--- Task item ---
An exact copy of all the data is required.

--- Records for processing ---
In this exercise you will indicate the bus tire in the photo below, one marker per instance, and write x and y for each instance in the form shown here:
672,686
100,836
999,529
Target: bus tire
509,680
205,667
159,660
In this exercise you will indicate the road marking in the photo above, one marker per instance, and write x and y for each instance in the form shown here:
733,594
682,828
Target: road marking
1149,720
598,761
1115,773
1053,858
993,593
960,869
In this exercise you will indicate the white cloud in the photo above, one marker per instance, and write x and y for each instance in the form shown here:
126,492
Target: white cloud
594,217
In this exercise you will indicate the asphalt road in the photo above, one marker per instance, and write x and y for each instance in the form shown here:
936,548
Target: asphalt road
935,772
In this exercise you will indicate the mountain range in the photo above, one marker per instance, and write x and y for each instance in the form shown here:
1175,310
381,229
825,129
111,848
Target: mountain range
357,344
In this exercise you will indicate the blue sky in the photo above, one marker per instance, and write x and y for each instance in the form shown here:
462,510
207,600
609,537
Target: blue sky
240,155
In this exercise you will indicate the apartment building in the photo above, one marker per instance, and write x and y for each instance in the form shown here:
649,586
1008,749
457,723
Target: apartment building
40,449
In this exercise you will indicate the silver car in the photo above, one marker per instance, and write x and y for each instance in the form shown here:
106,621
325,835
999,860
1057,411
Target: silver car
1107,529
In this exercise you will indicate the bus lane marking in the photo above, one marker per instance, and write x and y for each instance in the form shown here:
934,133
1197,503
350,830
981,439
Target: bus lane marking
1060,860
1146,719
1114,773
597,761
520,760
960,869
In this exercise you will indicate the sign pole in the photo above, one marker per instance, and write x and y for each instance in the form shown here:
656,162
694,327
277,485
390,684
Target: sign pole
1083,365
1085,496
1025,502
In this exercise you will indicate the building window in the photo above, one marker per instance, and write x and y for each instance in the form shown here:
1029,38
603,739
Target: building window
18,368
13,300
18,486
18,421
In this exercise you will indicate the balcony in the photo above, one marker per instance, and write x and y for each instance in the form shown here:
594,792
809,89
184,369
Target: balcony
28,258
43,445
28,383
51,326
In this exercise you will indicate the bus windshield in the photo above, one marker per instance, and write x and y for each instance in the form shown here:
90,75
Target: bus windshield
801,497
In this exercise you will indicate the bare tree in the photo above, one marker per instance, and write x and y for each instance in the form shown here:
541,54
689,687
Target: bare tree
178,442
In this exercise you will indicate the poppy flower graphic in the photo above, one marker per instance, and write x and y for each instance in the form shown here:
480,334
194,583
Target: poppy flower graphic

--- Output for this task ---
In this exercise you will indicate the bus tire in the photo below, one marker per instance, and write x and y for each instance in the form shown here:
672,686
100,836
999,529
Target: bus tire
509,680
205,667
159,660
In this exercise you will indicate the road marking in the photo above, one marker per instance, and write x and y for each instance in the form shown here:
733,594
682,828
Target: road marking
1149,720
598,761
1115,773
1053,858
993,593
960,869
In this exercise you will indicate the white cloud in the photo above, one marker per instance, and write x and y for each instance in the form shown here:
126,492
Target: white cloud
594,217
In this exercise you will indicate the asphalt road in the photo above, one marker per instance, and write x and y for each instance in the form shown here:
936,548
Target: asphalt road
935,772
In this exercise you will indicate the mountain range in the photo above, one marker per instance, and write x and y for each instance in the form shown here:
1175,310
381,229
825,129
111,848
Target: mountain range
357,344
In this exercise you will indicate the blue sky in the photo above, one marker per instance, and write x and y for each instance in the form shown here:
462,510
207,600
609,537
Target: blue sky
240,155
In this exercise you will indicate the apartment building in the photo above, one marker per instance, and write x and y for each instance in the form shown here:
649,586
1008,749
457,723
Target: apartment building
40,449
In this exercise you will indicate the silver car in the photo above, one marker per instance, and write x and y for each instance in the form shown here:
106,621
325,835
999,860
1057,411
Target: silver car
1107,529
In this exercise you will indicate the bus lane marking in the photo above, one marker per instance, and write x and y for each instance in the form shown here:
934,133
1197,503
350,830
981,439
Target: bus lane marking
1060,860
1146,719
1114,773
597,761
520,760
960,869
In this exercise you will indicate the sign pole in the photo above, one marker per instance, and write x and y for each instance in the form shown here:
656,162
694,327
277,485
390,684
Target: sign pole
1083,365
1085,496
1025,502
In this exercise you will indicate the building window in the photo above, one marker per instance, and write x and y for each instance in the form shown here:
1029,38
603,739
Target: building window
18,368
13,300
18,486
18,421
In this exercise you will indicate the balcony in the photo above, one marker per instance, and write x and y for each instance in the form shown here:
594,792
809,89
184,369
Target: balcony
28,258
43,445
28,383
51,326
In this exercise you will indicate the bus windshield in the photo above, one marker per instance, and write x and y for each instance in the form shown here:
90,75
Target: bus windshield
801,497
In this exercise you will indicate the bare tree in the photo above, one marker per instance, and write x and y for each instance in the form shown here:
541,54
689,687
Target: bare tree
178,442
In this exercise you will indicate the poppy flower graphic in the photo above, one marker per instance, and write x and y for each instance in the form shown here:
480,334
194,583
Target: poppy flower graphic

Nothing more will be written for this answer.